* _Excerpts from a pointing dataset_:
——————

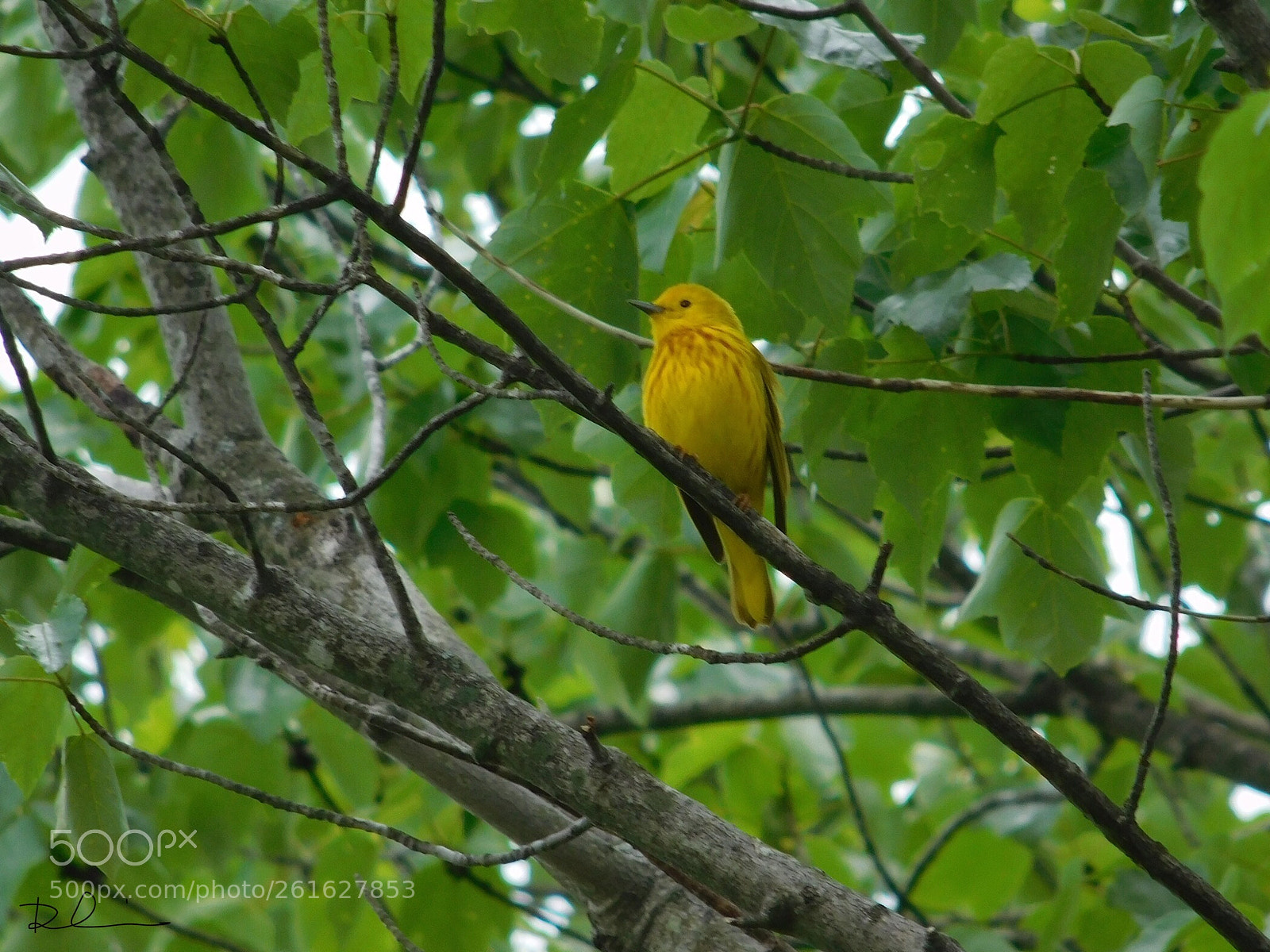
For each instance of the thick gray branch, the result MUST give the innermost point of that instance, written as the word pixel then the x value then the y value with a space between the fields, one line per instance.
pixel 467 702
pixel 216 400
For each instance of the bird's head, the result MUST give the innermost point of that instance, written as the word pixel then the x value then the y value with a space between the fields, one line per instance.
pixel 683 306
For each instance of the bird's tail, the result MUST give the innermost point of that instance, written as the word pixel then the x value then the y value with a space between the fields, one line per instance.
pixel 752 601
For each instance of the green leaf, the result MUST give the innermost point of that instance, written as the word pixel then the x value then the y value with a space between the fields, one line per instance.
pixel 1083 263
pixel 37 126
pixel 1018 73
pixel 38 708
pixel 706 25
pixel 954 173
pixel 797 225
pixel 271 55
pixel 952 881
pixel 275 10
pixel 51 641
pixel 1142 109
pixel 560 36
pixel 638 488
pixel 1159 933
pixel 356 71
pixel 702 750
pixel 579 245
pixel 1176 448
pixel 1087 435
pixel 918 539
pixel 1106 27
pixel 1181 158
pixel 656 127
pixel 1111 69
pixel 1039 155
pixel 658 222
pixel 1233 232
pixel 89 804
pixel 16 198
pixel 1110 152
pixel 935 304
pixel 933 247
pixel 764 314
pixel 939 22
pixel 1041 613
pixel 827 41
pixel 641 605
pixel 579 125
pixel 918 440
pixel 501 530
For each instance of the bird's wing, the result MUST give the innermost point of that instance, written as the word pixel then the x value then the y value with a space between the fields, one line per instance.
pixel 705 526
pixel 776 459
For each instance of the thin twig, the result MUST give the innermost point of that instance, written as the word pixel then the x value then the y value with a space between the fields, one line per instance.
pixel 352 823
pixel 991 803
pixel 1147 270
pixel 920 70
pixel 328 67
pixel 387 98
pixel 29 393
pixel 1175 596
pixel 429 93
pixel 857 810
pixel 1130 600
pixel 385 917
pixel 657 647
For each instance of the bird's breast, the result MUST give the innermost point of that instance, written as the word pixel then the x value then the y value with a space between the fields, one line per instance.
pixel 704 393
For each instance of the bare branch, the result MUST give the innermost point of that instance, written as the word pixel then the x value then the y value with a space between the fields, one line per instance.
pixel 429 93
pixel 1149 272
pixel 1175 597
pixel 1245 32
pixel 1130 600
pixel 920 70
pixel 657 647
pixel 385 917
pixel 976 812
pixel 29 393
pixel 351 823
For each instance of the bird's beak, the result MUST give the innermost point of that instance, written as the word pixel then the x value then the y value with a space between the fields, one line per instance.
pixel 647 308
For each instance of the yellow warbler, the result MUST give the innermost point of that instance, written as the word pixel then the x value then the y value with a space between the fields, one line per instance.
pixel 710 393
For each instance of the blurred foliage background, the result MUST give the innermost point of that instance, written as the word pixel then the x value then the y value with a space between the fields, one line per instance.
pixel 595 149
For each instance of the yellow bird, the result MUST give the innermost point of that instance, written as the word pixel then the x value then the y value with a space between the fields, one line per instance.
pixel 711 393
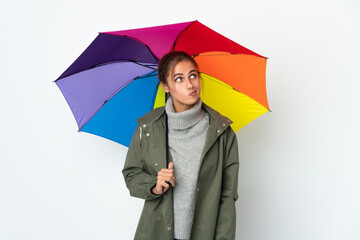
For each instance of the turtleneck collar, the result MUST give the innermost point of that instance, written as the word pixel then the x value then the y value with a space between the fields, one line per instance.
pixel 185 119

——————

* _Task statement_: Present every line of the records above as a Markdown table with the columns Row and Line, numbering each row and omitting blank lines. Exclude the pictures from the table.

* _Task response_:
| Row | Line |
|---|---|
| 1 | For each instance of the thick gray branch, the result MUST give the innermost point of that instance, written as the word pixel then the x value then the y value with a space between the fields, one line per instance. |
| 2 | pixel 467 702 |
| 3 | pixel 216 400 |
| 4 | For each instance of the bird's head, the result MUST give the innermost point of that instance, written as the word pixel then the x value then the y value with a space between the fields, one line per instance. |
| 5 | pixel 683 306 |
| 6 | For each instance of the bird's tail, the result MUST give the innermost point of that instance, written as the word pixel then the x value then the y value with a space between the fields, one line per instance. |
| 7 | pixel 752 601 |
| 8 | For each instance of the green leaf, the result MUST give the innermost point of that instance, written as the word pixel then the x value then the y value with a space between the fields, one line per instance. |
| 9 | pixel 1083 263 |
| 10 | pixel 37 126 |
| 11 | pixel 1018 73 |
| 12 | pixel 38 708 |
| 13 | pixel 706 25 |
| 14 | pixel 954 173 |
| 15 | pixel 797 225 |
| 16 | pixel 271 55 |
| 17 | pixel 952 881 |
| 18 | pixel 275 10 |
| 19 | pixel 51 641 |
| 20 | pixel 1142 109 |
| 21 | pixel 560 36 |
| 22 | pixel 638 488 |
| 23 | pixel 1159 933 |
| 24 | pixel 356 71 |
| 25 | pixel 702 750 |
| 26 | pixel 579 245 |
| 27 | pixel 1176 448 |
| 28 | pixel 1087 435 |
| 29 | pixel 918 539 |
| 30 | pixel 1106 27 |
| 31 | pixel 1181 158 |
| 32 | pixel 656 127 |
| 33 | pixel 1111 69 |
| 34 | pixel 1039 155 |
| 35 | pixel 658 222 |
| 36 | pixel 1233 232 |
| 37 | pixel 89 804 |
| 38 | pixel 16 198 |
| 39 | pixel 1110 152 |
| 40 | pixel 935 304 |
| 41 | pixel 933 247 |
| 42 | pixel 764 314 |
| 43 | pixel 939 22 |
| 44 | pixel 1041 613 |
| 45 | pixel 827 41 |
| 46 | pixel 641 605 |
| 47 | pixel 579 125 |
| 48 | pixel 918 440 |
| 49 | pixel 501 530 |
| 50 | For each instance of the bird's wing, the result MUST give the innermost point of that instance, written as the word pixel then the x value then the y value with a space between the fields, one line per instance. |
| 51 | pixel 705 526 |
| 52 | pixel 776 459 |
| 53 | For each instance of the thin twig, the result MUST give the innermost point of that instance, written as the word pixel then the x value then the y value with a space between the fields, one line per instance. |
| 54 | pixel 352 823 |
| 55 | pixel 991 803 |
| 56 | pixel 1147 270 |
| 57 | pixel 920 70 |
| 58 | pixel 328 67 |
| 59 | pixel 387 98 |
| 60 | pixel 29 393 |
| 61 | pixel 1175 596 |
| 62 | pixel 429 93 |
| 63 | pixel 857 810 |
| 64 | pixel 1130 600 |
| 65 | pixel 385 917 |
| 66 | pixel 657 647 |
| 67 | For each instance of the bird's breast, the result MUST give the innermost point of that instance, written as the word pixel then the x value then the y value with a space between the fields, one line per instance. |
| 68 | pixel 704 393 |
| 69 | For each instance of the bare branch, the result MUST give the innermost point of that instance, written as the word pixel then the x value then the y value with a space between the fields, one line per instance. |
| 70 | pixel 429 93 |
| 71 | pixel 1149 272 |
| 72 | pixel 1175 597 |
| 73 | pixel 1245 32 |
| 74 | pixel 1130 600 |
| 75 | pixel 920 70 |
| 76 | pixel 657 647 |
| 77 | pixel 385 917 |
| 78 | pixel 976 812 |
| 79 | pixel 29 393 |
| 80 | pixel 351 823 |
| 81 | For each instance of the bird's beak, the result MUST give the innermost point of that instance, written as the word pixel then the x value then the y value with a space between the fields, one line per instance. |
| 82 | pixel 647 308 |
| 83 | For each instance of the yellow warbler, the result MUST give the innermost point of that instance, written as the word pixel then the x value then the y value with a space between the fields, one line per instance. |
| 84 | pixel 710 393 |
| 85 | For each instance of the blurred foliage background, the result MUST give the innermost point of that instance, written as the word pixel then the x value then the y value with a space between the fields, one line per instance. |
| 86 | pixel 595 149 |
| 87 | For each instance of the yellow bird, the result MUST give the innermost point of that instance, written as the word pixel then the x value then the y value with a space between the fields, one line per instance. |
| 88 | pixel 711 393 |
| 89 | For each instance of the turtleneck collar, the result MUST give the innermost point of that instance, written as the word pixel then the x value then the y value with a space between the fields, one line per instance. |
| 90 | pixel 185 119 |